** Begin Given passage **
Current trends driving exposure management adoption
With so many assets and a never-ending list of vulnerabilities scored critical or high, some security teams still struggle with effective vulnerability management. What’s driving them to leave those legacy practices behind and embrace exposure management instead?
- Increased regulatory pressure like agencies mandating expanded security controls and breach disclosures.
- Security teams need to reduce the number of vendors and expensive, disparate-point tools to manage better tool sprawl and work within budget limitations.
- With limited staff, gaps in expertise and tight labor markets, organizations are constantly looking for ways to automate and optimize processes.
- Increased high-profile ransomware attacks and other headline-making breaches have decreased risk tolerance by the board, C-suite, lines of business and investors.
Once separate solutions, like vulnerability management, external attack surface management (EASM) and cyber asset attack surface management (CAASM), are now converging to address dependent security issues.
Key components of exposure management
Exposure management platforms generally include a mix of these components:
- Risk assessment and prioritization capabilities to find and prioritize risk across attack vectors, including vulnerabilities, misconfigurations, identity issues and excessive permissions.
- Asset inventory tools to find and maintain an inventory of assets across your entire attack surface, including configuration issues, risk, dependencies, user data and criticality.
- Attack path analysis capabilities to map assets, find and contextualize risk and prioritize choke-point remediation to disrupt attack paths.
- The ability to quantify risk exposure for critical business services, processes and functions and deliver tailored dashboards and reports.
- Automated assessments and compliance reporting based on regulations, frameworks or benchmarks.
- Cybersecurity tools and processes that integrate with AI and machine learning, threat intelligence and business context to drive process automation and workflow optimizations.
** End Given passage **
** Begin Records **
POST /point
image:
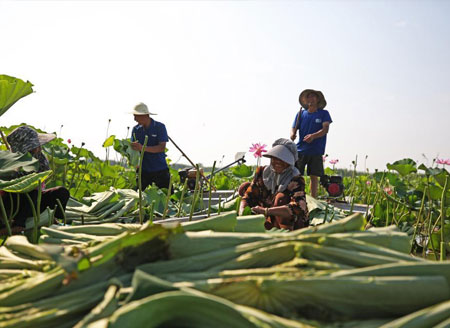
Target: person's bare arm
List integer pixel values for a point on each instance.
(160, 148)
(283, 211)
(310, 137)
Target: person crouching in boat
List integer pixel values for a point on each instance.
(278, 190)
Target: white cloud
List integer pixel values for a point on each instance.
(401, 24)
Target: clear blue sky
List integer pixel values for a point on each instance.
(225, 74)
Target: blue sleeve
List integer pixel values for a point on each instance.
(295, 121)
(326, 117)
(162, 135)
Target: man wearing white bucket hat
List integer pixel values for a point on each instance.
(278, 190)
(154, 166)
** End Records **
▶ What you need to do:
1. Name each attack vector that, according to the passage on exposure management, risk assessment and prioritization capabilities cover.
2. In the passage on exposure management, what are automated assessments and compliance reporting based on?

▶ Results in order:
1.
- Vulnerabilities
- Misconfigurations
- Identity issues
- Excessive permissions

2. Regulations, frameworks or benchmarks.